§ **Task**
Transcribe the records that follow, preserving every word.

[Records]
— start —

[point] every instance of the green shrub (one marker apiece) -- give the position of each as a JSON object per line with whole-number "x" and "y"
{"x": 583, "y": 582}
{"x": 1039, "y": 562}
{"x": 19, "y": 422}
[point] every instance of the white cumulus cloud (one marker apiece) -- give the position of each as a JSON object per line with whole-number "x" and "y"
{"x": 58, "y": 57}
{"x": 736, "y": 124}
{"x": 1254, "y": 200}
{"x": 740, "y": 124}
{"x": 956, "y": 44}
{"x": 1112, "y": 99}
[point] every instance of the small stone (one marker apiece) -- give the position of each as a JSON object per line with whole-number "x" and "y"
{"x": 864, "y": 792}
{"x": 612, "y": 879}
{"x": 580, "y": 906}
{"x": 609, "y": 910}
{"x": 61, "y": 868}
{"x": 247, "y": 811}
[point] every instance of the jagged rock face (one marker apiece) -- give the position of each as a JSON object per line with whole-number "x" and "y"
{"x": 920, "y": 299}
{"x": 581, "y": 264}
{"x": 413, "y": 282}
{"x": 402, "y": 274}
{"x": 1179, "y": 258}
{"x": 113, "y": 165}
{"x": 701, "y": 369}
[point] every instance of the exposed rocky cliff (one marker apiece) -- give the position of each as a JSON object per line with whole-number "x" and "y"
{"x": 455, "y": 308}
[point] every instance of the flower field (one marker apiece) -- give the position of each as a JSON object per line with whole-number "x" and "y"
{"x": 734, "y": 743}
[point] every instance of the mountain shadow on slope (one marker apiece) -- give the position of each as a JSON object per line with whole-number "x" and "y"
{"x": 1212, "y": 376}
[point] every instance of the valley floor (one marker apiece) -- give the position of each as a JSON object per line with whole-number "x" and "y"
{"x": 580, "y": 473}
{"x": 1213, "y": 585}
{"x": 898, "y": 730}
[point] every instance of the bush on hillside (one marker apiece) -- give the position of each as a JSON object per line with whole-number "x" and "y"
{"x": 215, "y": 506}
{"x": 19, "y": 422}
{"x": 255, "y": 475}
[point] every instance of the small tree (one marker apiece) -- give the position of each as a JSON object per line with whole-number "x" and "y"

— end —

§ **Solution**
[point] every instance of the green shrub (one marker apiece) -- give the position of each as a JSON object per line with whole-number "x" and "y"
{"x": 583, "y": 582}
{"x": 1039, "y": 562}
{"x": 19, "y": 422}
[point] every instance of the white cumulus cloud (one marker apiece) -- give the position of each as a JSON object per line with whole-number "x" and "y"
{"x": 58, "y": 57}
{"x": 736, "y": 124}
{"x": 1254, "y": 200}
{"x": 740, "y": 124}
{"x": 956, "y": 44}
{"x": 1112, "y": 99}
[point] every instance of the small stone (one marker apiece) -- give the position of each as a JSON object per line with whole-number "x" and "y"
{"x": 864, "y": 792}
{"x": 612, "y": 879}
{"x": 580, "y": 906}
{"x": 609, "y": 910}
{"x": 61, "y": 868}
{"x": 247, "y": 811}
[point] every instance of the jagged rock face (one marker apiece) -- give the position of each as a JSON object per line with whole-number "x" and "y"
{"x": 920, "y": 299}
{"x": 581, "y": 264}
{"x": 413, "y": 282}
{"x": 402, "y": 274}
{"x": 1179, "y": 258}
{"x": 113, "y": 165}
{"x": 701, "y": 369}
[point] every instance of the exposed rocky cliff (one marker apiece) -- give the position of each as a JSON object per line with whole-number "x" and "y"
{"x": 455, "y": 308}
[point] every instance of the flower field (one marker apiece) -- give the position of each as a JSON object per line with whole-number "x" and "y"
{"x": 734, "y": 743}
[point] every instance of the mountain shadow on slope (one marker apiece) -- give the position of each as a JSON object per line with whole-number "x" and "y"
{"x": 1212, "y": 376}
[point] every instance of the valley floor (one marker apiece) -- give the position of each as a JSON object per line with whole-number "x" and "y"
{"x": 580, "y": 473}
{"x": 1213, "y": 585}
{"x": 898, "y": 730}
[point] every instance of the bush on hillside (one marker apiece) -- give the position of each as a JSON object per line with whole-number "x" and "y"
{"x": 215, "y": 506}
{"x": 19, "y": 422}
{"x": 255, "y": 475}
[point] every instance of the small tree (one marker apiece) -- give the position of each as a JSON object per line with whole-number "x" and "y"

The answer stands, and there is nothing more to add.